Work required - Could you reproduce, exactly and alone, the lines running from the one with "Target: white door" to the end of the data below?

Dataset -

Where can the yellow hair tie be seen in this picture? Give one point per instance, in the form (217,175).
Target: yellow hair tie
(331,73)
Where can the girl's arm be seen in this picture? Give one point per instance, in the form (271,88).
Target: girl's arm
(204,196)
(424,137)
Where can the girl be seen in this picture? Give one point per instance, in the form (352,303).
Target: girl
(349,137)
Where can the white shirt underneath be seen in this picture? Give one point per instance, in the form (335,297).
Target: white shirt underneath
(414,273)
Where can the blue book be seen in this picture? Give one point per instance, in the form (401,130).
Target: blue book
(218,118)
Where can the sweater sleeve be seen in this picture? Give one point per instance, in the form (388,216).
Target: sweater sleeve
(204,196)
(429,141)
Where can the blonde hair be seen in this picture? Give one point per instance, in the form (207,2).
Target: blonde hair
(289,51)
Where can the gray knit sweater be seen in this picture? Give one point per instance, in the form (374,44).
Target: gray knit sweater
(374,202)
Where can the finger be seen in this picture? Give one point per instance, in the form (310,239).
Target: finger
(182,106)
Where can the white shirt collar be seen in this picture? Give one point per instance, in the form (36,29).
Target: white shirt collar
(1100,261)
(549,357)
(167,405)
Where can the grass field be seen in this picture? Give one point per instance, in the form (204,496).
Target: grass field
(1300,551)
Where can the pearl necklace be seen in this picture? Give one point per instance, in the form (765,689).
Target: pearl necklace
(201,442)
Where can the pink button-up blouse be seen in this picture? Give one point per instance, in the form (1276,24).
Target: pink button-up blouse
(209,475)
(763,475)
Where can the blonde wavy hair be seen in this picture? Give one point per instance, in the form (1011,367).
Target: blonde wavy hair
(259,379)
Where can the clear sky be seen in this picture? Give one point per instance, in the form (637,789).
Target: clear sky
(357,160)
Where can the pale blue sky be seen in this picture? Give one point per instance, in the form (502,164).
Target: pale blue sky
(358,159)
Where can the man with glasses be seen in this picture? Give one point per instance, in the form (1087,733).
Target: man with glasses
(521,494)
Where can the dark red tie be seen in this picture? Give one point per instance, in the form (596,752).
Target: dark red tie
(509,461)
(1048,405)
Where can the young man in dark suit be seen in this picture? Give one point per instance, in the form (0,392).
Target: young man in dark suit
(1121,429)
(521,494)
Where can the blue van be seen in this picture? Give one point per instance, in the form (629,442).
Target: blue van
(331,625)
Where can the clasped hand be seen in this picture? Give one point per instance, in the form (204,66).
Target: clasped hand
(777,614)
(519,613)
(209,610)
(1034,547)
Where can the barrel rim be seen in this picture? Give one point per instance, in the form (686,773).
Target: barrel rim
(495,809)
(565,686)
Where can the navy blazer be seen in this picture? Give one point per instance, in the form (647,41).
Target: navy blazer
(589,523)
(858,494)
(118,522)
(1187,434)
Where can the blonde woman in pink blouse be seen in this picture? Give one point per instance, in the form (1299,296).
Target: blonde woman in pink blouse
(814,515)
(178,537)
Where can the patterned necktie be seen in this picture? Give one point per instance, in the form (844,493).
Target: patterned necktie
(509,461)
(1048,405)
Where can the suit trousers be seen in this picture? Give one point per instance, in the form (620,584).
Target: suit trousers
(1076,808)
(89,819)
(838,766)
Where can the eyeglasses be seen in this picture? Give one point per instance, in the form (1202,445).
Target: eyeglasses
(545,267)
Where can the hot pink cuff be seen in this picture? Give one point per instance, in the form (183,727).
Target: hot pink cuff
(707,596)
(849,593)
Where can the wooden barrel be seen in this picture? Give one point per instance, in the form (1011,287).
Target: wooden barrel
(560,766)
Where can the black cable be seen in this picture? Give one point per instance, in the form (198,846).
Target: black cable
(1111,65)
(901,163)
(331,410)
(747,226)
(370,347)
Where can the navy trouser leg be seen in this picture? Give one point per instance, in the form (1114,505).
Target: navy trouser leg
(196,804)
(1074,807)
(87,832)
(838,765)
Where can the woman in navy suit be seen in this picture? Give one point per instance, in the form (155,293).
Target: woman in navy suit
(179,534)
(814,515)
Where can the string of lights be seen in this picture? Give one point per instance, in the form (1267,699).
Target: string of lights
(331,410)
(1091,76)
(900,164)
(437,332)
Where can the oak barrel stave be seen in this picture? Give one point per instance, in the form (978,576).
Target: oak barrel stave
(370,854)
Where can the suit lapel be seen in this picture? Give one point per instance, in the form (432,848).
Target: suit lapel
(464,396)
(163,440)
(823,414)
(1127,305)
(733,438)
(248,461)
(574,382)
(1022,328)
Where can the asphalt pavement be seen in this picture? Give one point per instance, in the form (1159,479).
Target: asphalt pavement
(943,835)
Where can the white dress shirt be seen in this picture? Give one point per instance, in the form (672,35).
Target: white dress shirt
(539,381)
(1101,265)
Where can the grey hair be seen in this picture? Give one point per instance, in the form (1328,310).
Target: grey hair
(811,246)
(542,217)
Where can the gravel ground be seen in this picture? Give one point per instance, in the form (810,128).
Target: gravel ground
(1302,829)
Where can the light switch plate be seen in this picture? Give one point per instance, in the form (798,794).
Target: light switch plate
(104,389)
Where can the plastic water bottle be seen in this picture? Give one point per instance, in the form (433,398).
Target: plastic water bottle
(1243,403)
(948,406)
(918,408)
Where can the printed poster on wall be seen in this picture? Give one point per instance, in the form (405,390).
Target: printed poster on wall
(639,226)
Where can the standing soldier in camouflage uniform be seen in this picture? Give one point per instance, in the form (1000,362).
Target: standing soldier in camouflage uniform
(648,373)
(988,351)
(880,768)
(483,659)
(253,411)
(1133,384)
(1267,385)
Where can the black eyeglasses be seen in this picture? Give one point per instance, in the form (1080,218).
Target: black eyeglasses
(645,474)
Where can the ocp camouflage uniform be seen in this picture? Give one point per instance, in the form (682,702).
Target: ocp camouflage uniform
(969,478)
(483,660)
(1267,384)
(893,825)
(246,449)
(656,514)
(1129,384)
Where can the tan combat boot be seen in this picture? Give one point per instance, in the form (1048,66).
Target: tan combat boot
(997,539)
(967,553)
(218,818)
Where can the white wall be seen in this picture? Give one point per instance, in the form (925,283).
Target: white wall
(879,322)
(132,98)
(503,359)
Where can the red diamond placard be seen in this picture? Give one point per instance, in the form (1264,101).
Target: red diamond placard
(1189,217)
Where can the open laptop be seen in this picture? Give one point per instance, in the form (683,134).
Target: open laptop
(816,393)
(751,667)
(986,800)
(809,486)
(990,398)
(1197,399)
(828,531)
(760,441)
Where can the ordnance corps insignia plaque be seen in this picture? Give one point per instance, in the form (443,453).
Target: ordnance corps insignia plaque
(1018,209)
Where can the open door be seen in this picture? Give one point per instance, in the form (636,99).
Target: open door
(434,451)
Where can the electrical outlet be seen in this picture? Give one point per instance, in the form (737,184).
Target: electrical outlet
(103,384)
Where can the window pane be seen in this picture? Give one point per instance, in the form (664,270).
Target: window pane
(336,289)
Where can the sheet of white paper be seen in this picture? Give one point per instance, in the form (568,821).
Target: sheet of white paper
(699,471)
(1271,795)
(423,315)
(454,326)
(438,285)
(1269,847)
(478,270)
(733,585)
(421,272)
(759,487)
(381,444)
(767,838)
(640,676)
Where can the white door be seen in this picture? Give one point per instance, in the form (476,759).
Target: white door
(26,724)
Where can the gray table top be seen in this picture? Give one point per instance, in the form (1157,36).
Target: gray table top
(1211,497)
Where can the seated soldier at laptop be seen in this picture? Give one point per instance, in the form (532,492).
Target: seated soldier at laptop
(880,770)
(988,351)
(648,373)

The answer -
Target: white door
(26,724)
Where can the gray table top be seen in this picture? Give one point per instance, in the form (1157,36).
Target: gray table top
(1211,497)
Where can the seated soldier at laptop be seen in this picture? Give one point per instance, in the form (532,492).
Target: seated soldier at laptop
(880,770)
(988,351)
(648,373)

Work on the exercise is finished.